_Exercise details:_ Each record is to be repeated exactly as it stands below.

_Source records:_

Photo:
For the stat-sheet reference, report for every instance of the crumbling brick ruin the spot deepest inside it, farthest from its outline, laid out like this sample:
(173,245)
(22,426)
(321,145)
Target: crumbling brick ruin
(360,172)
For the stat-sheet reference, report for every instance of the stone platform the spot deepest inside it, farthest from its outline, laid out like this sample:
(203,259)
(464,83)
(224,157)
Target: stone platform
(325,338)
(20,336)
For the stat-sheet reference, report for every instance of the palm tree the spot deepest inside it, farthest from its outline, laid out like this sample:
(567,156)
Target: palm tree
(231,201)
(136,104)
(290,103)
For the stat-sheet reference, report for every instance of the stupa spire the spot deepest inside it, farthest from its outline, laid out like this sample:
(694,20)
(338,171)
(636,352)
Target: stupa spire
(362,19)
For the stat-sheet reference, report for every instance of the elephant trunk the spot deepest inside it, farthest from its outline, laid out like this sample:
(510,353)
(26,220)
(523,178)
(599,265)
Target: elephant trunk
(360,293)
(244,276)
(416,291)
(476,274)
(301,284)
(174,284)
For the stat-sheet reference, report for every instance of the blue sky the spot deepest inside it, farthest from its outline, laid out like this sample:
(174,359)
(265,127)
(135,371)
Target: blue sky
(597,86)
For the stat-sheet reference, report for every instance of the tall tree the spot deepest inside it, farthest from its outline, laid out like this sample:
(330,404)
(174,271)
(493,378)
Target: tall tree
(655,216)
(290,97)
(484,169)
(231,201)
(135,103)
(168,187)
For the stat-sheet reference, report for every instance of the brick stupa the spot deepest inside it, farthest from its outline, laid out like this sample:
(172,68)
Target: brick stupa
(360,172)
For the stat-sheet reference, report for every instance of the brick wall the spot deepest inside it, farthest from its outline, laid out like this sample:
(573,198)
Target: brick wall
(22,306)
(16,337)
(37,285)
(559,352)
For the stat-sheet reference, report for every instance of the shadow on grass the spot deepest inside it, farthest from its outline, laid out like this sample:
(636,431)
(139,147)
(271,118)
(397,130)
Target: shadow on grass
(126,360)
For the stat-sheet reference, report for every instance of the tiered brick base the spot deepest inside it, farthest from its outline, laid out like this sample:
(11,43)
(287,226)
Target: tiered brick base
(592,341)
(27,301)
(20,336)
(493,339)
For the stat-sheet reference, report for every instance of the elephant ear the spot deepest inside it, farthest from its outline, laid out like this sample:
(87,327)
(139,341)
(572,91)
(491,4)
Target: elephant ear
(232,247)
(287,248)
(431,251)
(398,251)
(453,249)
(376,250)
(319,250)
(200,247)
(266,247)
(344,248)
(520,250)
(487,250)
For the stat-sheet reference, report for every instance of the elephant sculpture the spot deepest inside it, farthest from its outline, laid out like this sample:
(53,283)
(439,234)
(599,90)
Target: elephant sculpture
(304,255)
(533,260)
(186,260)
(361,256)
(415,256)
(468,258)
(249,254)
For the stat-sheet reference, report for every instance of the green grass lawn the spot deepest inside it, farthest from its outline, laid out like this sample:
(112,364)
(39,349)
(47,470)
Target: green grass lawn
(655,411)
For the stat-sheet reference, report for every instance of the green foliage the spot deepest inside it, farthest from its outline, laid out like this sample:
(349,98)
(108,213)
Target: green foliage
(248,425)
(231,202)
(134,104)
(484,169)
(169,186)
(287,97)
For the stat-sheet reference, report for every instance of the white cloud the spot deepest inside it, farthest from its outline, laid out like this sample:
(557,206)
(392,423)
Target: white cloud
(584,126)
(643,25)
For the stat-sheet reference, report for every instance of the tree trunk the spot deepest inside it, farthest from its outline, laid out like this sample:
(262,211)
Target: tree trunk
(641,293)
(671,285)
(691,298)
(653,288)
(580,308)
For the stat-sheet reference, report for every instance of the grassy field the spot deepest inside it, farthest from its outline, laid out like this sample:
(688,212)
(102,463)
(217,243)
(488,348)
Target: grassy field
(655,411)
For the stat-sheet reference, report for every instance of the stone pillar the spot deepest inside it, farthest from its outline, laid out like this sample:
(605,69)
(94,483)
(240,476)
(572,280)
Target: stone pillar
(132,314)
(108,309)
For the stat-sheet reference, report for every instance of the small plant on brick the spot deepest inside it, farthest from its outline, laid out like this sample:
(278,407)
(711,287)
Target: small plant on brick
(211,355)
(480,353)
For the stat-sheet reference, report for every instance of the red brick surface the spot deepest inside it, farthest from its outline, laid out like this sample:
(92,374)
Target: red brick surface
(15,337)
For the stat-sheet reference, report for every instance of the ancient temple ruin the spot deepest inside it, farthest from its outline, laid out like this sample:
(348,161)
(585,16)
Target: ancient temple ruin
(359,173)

_Solution to the problem:_
Photo:
For the stat-sheet reference, report for every instance of the crumbling brick ruin the spot deepest inside it, farthest from its outline, laid out like this sample:
(173,245)
(22,426)
(321,145)
Target: crumbling brick ruin
(360,172)
For the stat-sheet reference, report for every instance of the stone platform the spot deepest inside it, farthest from its outline, laid out like this sample:
(203,259)
(464,83)
(224,157)
Target: stone platform
(325,338)
(20,336)
For the stat-sheet reference, report for every instance of the palm tree the spot deepest inside it, farthest from its outline, laid out like this sample:
(567,156)
Target: palm tree
(231,201)
(136,104)
(290,103)
For the stat-sheet reference, report for every instance of the stupa spire the spot deepest inside it, farthest from its outline, laid out like this sample:
(694,20)
(338,171)
(636,352)
Target: stupa spire
(362,19)
For the stat-sheet reference, report for every instance of the elephant trunk the spot deepest inside it, farthest from its outline, laid out like this sample:
(510,353)
(26,220)
(523,178)
(599,265)
Target: elephant trunk
(360,293)
(244,276)
(416,291)
(476,274)
(301,284)
(174,284)
For the stat-sheet reference, report for every instance of the blue sky the spot deepest inside it, farthest from its outline, laid out like this sample:
(174,359)
(265,127)
(135,371)
Target: blue sky
(597,86)
For the stat-sheet reference, report for every instance of the tall tree the spot deepest inside it, farthest from its outline, laid out like this sample:
(330,404)
(174,271)
(493,378)
Target: tall tree
(655,216)
(290,97)
(484,169)
(231,201)
(135,103)
(168,187)
For the stat-sheet reference, report for every instance of the brick stupa the spot deepest inside it, farthest from its outline, laid out like this sample:
(172,68)
Target: brick stupa
(360,172)
For the stat-sheet reference, report for every instance of the brick wall the spot deepest inside it, farthest from its outline, laid out like this sample:
(573,198)
Target: brick wall
(22,306)
(16,337)
(37,285)
(559,352)
For the stat-sheet reference, report for every instance of the shadow on grass the spot deepest inside it, farthest from its outline, laid out like this sample:
(636,431)
(139,147)
(271,118)
(397,130)
Target: shadow on grass
(126,360)
For the stat-sheet reference, report for every instance of the tiered brick base the spot deepest inside it, farthest from its outline, laid out like this sample:
(11,43)
(287,226)
Target: tiered brick base
(592,341)
(27,301)
(20,336)
(493,339)
For the stat-sheet reference, report for every instance of the elephant ear the spot deepest inside it, farthest from its outline, laid out like this sample:
(87,327)
(139,341)
(572,91)
(491,4)
Target: elephant ear
(232,247)
(287,248)
(431,251)
(398,251)
(453,249)
(376,250)
(319,250)
(200,247)
(266,247)
(344,248)
(520,250)
(487,250)
For the stat-sheet reference, report for every instance of the elephant sculpture the spot deepest inside it, farthest from its outline, laid out like this sample:
(53,283)
(439,234)
(599,90)
Target: elephant sculpture
(304,255)
(533,260)
(186,260)
(361,256)
(415,256)
(468,258)
(249,254)
For the stat-sheet reference, report for every instance of the green grass lawn the spot deepest inside it, farthest from its outline, laid out like this sample:
(112,364)
(39,349)
(47,470)
Target: green grass lawn
(655,411)
For the stat-sheet reference, report for every instance of the green foliage the spot deepest inside it, farthest from its outline, laid out like this sample:
(349,98)
(108,213)
Target: green foliage
(248,425)
(231,202)
(134,104)
(484,169)
(169,186)
(287,97)
For the stat-sheet reference, report for every instance of the white cloud the spot deepest inside it, farthest from its outline, laid out like this sample:
(557,206)
(392,423)
Target: white cloud
(584,126)
(643,25)
For the stat-sheet reference, report for every instance of the tree trunk the spot deepest inside it, farthest from its outline, laid out like this sample:
(262,211)
Target: tree trunk
(641,293)
(671,285)
(691,298)
(653,288)
(580,308)
For the stat-sheet reference, report for every instance of the grassy field the spot deepest inside it, farthest from its outline, laid out like this sample:
(688,212)
(102,463)
(217,243)
(488,348)
Target: grassy field
(655,411)
For the stat-sheet reference, report for every instance of the stone pillar the spot deepest inside it, farthest from its outline, laid out like this sample:
(605,69)
(94,483)
(240,476)
(572,280)
Target: stone pillar
(132,314)
(108,309)
For the stat-sheet reference, report for every instance of the small plant on brick the spot deepest inside it, farthest from its outline, laid out like this sample:
(278,407)
(711,287)
Target: small plant on brick
(211,355)
(480,353)
For the stat-sheet reference, report for every instance of the red brick surface the spot deepest inside it, farthest from its outline, laid out like this sample:
(92,374)
Target: red brick surface
(15,337)
For the stat-sheet reference, report for every instance of the ancient temple ruin the spot deepest inside it, farthest from its outline, laid out like this sample:
(348,161)
(585,16)
Target: ancient temple ruin
(359,173)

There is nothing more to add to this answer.